* [EXCERPT PROVIDED]:
------------------------------------
Finally, a major EU member state is taking action: Italy is tackling the unbridled growth of the exotic pet industry with three new laws. Instead of an endless list of species that cannot be imported from the wild, Italy introduces a positive list. This list contains a handful of animal species that experts believe can be taken from the wild to be traded without risk. A second law stipulates that in five months from now, a substantial expansion of the existing negative list will follow, prohibiting private ownership of many currently legal reptiles, primates, lions and tigers. Finally, a third law will extend these new rules to circuses and other traveling animal shows. Good news!

Previously, most animal species were allowed to be imported into Italy from the wild without any problems. Thanks to the positive list, the approximately 250,000 allowed species are now reduced to … 6! The Italian Ministry of Health has followed the scientific advice of Ispra (Higher Institute for Environmental Protection) and decided through Decree October 11, 2022, that only five species of fish and one species of nudibranch are still allowed. All other species, according to Ispra, carry public health risks (zoonoses), threaten biodiversity or have behavioral, physical, biological and ethological reasons not to keep them in captivity.

Our Italian partner LAV calculated that this new law saves 1.2 million animals annually. “That is the number of lives taken by force every year from the forests of tropical countries as well as natural African wildlife, such as the fruit bat, and brought against their will and nature to Italy, in cages, trays and display cases to be transformed into unnatural so-called ‘companion animals’“, said Gianluca Felicetti of LAV.
------------------------------------
[Collection entries]
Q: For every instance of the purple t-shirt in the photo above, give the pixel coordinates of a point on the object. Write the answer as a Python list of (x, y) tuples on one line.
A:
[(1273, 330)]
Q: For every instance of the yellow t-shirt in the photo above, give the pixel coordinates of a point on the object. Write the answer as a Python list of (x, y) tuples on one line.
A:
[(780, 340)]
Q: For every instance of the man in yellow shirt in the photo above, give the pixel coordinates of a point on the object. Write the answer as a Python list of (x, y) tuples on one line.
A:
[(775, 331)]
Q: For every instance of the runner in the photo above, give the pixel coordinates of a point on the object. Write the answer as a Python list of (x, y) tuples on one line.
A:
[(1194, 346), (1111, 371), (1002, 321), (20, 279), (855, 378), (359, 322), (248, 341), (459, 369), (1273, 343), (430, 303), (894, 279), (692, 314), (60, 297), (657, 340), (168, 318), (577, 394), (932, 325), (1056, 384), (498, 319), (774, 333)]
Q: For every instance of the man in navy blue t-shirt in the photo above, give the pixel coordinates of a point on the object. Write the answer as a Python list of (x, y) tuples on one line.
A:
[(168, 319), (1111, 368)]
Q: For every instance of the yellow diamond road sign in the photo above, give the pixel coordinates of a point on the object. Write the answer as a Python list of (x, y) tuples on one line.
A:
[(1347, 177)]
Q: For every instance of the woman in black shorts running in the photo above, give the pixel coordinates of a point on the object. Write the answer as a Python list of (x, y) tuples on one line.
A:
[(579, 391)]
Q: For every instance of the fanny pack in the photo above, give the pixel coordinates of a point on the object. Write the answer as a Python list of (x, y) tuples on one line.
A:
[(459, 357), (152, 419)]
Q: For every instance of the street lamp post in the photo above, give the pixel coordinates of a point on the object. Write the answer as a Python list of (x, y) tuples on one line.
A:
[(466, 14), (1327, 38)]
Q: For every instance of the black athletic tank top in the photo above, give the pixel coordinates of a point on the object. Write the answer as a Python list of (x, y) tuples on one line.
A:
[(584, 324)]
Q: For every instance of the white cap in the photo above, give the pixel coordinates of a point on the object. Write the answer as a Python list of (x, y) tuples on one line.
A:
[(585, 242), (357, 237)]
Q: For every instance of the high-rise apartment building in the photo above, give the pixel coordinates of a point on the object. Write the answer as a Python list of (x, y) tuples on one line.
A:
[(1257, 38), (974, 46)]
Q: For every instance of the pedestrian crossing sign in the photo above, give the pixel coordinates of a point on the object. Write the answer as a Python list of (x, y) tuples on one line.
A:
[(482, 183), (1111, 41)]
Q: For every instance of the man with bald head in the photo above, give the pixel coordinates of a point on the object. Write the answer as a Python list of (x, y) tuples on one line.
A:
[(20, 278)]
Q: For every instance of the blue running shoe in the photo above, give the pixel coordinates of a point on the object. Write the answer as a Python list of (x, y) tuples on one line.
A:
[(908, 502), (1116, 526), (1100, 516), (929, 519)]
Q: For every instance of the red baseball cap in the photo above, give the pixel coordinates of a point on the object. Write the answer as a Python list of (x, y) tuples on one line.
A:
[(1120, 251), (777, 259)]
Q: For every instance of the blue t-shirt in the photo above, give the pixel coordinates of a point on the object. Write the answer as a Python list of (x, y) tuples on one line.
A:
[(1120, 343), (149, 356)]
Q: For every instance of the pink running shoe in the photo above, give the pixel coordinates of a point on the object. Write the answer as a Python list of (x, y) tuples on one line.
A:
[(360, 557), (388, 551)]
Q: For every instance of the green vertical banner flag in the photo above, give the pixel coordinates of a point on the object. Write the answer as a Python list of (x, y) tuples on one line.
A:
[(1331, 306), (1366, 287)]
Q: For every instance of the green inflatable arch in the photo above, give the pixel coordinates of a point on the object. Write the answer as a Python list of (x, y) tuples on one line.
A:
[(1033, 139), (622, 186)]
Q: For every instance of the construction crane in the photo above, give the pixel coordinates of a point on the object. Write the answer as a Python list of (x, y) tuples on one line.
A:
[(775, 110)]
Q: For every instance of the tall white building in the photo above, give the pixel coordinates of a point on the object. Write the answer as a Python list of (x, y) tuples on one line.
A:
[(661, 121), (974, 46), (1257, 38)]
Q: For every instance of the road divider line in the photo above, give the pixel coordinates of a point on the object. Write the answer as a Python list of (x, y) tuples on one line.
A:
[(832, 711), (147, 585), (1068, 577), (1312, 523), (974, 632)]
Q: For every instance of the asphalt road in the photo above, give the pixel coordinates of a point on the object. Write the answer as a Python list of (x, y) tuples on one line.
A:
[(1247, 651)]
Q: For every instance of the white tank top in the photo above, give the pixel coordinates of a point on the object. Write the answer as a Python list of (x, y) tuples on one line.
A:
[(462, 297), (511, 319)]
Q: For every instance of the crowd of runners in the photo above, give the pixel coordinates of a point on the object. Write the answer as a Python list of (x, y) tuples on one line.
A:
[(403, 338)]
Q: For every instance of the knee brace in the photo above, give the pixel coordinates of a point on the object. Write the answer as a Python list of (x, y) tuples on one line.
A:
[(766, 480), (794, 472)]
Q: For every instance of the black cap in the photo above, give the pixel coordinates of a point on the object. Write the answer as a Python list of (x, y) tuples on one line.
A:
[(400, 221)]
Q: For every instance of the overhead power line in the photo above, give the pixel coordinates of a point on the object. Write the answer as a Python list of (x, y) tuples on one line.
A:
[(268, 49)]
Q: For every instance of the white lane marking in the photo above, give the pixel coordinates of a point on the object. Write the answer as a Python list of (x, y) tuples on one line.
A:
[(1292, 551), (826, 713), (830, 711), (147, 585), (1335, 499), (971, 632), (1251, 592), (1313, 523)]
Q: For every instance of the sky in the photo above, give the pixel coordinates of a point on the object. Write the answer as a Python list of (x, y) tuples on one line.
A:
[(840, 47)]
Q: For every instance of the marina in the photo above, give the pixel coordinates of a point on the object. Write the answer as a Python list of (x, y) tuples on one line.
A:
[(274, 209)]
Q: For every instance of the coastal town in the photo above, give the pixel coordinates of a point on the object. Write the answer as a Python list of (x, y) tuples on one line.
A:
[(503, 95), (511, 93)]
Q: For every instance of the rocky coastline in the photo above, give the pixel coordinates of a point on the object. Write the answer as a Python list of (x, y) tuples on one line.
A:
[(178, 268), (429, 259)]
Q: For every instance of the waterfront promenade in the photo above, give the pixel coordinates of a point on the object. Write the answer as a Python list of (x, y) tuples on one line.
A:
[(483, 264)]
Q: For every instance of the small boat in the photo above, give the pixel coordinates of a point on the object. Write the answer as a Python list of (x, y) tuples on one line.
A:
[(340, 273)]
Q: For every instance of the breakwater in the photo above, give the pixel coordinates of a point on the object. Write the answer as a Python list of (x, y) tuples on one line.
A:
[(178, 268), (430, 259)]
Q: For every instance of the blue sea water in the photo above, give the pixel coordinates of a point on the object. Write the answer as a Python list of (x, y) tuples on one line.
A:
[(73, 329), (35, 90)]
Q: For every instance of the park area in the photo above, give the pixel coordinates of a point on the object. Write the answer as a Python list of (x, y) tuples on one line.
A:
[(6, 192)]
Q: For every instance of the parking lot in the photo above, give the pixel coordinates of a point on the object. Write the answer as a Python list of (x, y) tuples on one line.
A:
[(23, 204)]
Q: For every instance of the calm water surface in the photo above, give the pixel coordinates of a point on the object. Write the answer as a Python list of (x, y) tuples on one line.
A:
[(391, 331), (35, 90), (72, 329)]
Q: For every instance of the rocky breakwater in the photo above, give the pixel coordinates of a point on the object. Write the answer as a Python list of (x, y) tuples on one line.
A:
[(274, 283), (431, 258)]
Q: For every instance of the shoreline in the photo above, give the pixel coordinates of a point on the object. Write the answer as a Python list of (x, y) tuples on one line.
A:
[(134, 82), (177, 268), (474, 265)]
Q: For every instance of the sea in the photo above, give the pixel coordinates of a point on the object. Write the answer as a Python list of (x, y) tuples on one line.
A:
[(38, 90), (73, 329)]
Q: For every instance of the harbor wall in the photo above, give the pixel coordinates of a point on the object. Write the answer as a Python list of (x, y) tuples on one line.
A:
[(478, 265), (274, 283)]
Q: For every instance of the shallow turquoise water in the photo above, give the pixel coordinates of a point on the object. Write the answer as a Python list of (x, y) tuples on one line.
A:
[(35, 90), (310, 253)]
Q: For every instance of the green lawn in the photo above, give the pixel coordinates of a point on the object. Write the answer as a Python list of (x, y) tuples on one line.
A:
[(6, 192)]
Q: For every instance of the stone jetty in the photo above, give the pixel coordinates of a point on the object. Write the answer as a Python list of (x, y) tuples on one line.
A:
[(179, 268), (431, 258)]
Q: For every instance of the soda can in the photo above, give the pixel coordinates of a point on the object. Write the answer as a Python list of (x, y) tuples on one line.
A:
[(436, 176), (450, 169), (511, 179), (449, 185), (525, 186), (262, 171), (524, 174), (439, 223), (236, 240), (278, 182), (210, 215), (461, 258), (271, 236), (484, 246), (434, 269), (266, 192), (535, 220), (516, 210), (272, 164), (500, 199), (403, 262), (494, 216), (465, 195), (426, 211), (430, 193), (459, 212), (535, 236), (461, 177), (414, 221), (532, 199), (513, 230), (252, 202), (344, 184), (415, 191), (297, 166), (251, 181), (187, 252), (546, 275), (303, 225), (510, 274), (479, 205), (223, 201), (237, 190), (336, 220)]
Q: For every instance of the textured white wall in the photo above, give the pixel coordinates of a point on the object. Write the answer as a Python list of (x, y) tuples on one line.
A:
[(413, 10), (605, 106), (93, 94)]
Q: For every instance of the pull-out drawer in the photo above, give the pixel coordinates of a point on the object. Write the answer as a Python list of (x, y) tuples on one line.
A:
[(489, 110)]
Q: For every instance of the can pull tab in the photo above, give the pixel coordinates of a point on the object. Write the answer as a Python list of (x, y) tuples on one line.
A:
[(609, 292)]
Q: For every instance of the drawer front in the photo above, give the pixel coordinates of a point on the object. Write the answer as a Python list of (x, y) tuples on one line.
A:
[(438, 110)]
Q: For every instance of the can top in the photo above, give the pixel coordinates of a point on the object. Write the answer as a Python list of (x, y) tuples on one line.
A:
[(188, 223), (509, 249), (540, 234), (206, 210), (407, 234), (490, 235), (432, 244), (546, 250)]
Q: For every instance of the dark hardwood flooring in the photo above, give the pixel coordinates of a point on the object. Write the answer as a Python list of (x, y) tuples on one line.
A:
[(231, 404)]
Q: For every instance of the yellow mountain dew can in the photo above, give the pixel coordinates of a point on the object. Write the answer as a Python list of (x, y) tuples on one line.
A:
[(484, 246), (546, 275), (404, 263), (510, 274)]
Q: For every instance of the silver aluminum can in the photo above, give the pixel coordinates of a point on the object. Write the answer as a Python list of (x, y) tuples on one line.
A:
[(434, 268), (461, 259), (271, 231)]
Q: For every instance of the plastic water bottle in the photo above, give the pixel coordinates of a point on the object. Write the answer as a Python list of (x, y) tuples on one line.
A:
------------------------------------
* [PROBLEMS AND TASKS]:
1/ From the excerpt on Italy's exotic pet laws, extract the passage that begins with the words containing "Previously, most animal" and ends with "them in captivity.".
2/ Answer these questions using the excerpt on Italy's exotic pet laws:
(a) According to the decree, which species remain allowed under the positive list?
(b) In how many months will the expansion of the existing negative list follow?
(c) How many animals does LAV calculate the new law saves each year?

* [EXPECTED RESULTS]:
1/
Previously, most animal species were allowed to be imported into Italy from the wild without any problems. Thanks to the positive list, the approximately 250,000 allowed species are now reduced to … 6! The Italian Ministry of Health has followed the scientific advice of Ispra (Higher Institute for Environmental Protection) and decided through Decree October 11, 2022, that only five species of fish and one species of nudibranch are still allowed. All other species, according to Ispra, carry public health risks (zoonoses), threaten biodiversity or have behavioral, physical, biological and ethological reasons not to keep them in captivity.

2/
(a) Five species of fish and one species of nudibranch.
(b) Five months.
(c) 1.2 million animals.